# Teks Sumber:
▽

Bahkan, skema GVC pun mendominasi sebagian besar dari perdagangan internal di kawasan ASEAN. Perbaikan pada fasilitas perdagangan, sistem logistik, dan insentif investasi menjadi poin vital dalam mendorong Indonesia masuk dalam skema GVC.

Untuk mendapatkan keuntungan berganda dari skema GVC, Indonesia juga harus terus menggiatkan penggunaan komponen dalam negeri. Tetapi bukan hanya komponennya yang di hargai, tetapi juga kemampuan intelektual masyarakat Indonesia yang berpartisipasi dalam industri. Selama minim insentif untuk kekayaan intelektual, selamanya proses rekayasa (engineering) sulit untuk bangkit dari persoalan deindustrialisasi.

△

# Tugas:
Tuliskan kembali seluruh teks sumber mengenai skema GVC dan Indonesia di atas kata demi kata tanpa perubahan apa pun. Entri yang tercantum tidak diperlukan untuk pengerjaan.

# Data yang Diberikan:
▽

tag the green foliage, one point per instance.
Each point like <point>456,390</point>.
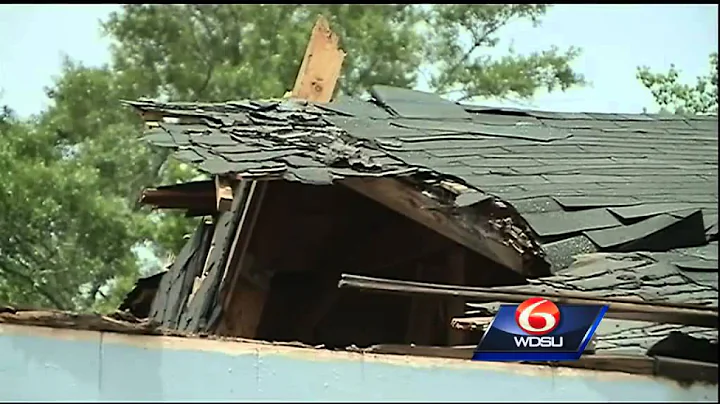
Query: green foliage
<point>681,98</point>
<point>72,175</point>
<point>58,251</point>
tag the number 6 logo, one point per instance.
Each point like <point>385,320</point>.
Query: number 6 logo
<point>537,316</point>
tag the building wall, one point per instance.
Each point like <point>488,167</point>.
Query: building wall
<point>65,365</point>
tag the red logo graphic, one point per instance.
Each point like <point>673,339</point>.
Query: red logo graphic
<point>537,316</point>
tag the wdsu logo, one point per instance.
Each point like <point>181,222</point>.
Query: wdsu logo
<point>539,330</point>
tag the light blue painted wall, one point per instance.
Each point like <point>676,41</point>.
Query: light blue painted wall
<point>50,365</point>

△
▽

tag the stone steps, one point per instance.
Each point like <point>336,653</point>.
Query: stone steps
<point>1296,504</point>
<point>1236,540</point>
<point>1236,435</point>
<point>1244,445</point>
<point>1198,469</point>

△
▽

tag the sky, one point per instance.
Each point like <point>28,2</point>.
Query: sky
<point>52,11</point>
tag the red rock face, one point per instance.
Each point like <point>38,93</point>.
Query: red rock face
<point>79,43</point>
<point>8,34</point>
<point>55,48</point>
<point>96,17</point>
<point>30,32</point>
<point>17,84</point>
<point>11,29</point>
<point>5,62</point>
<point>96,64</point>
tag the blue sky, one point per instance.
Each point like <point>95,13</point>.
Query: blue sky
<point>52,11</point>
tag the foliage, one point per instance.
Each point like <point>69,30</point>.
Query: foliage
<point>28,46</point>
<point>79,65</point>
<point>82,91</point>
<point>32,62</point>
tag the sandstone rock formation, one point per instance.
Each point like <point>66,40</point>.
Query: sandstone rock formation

△

# Penyelesaian Tugas:
Bahkan, skema GVC pun mendominasi sebagian besar dari perdagangan internal di kawasan ASEAN. Perbaikan pada fasilitas perdagangan, sistem logistik, dan insentif investasi menjadi poin vital dalam mendorong Indonesia masuk dalam skema GVC.

Untuk mendapatkan keuntungan berganda dari skema GVC, Indonesia juga harus terus menggiatkan penggunaan komponen dalam negeri. Tetapi bukan hanya komponennya yang di hargai, tetapi juga kemampuan intelektual masyarakat Indonesia yang berpartisipasi dalam industri. Selama minim insentif untuk kekayaan intelektual, selamanya proses rekayasa (engineering) sulit untuk bangkit dari persoalan deindustrialisasi.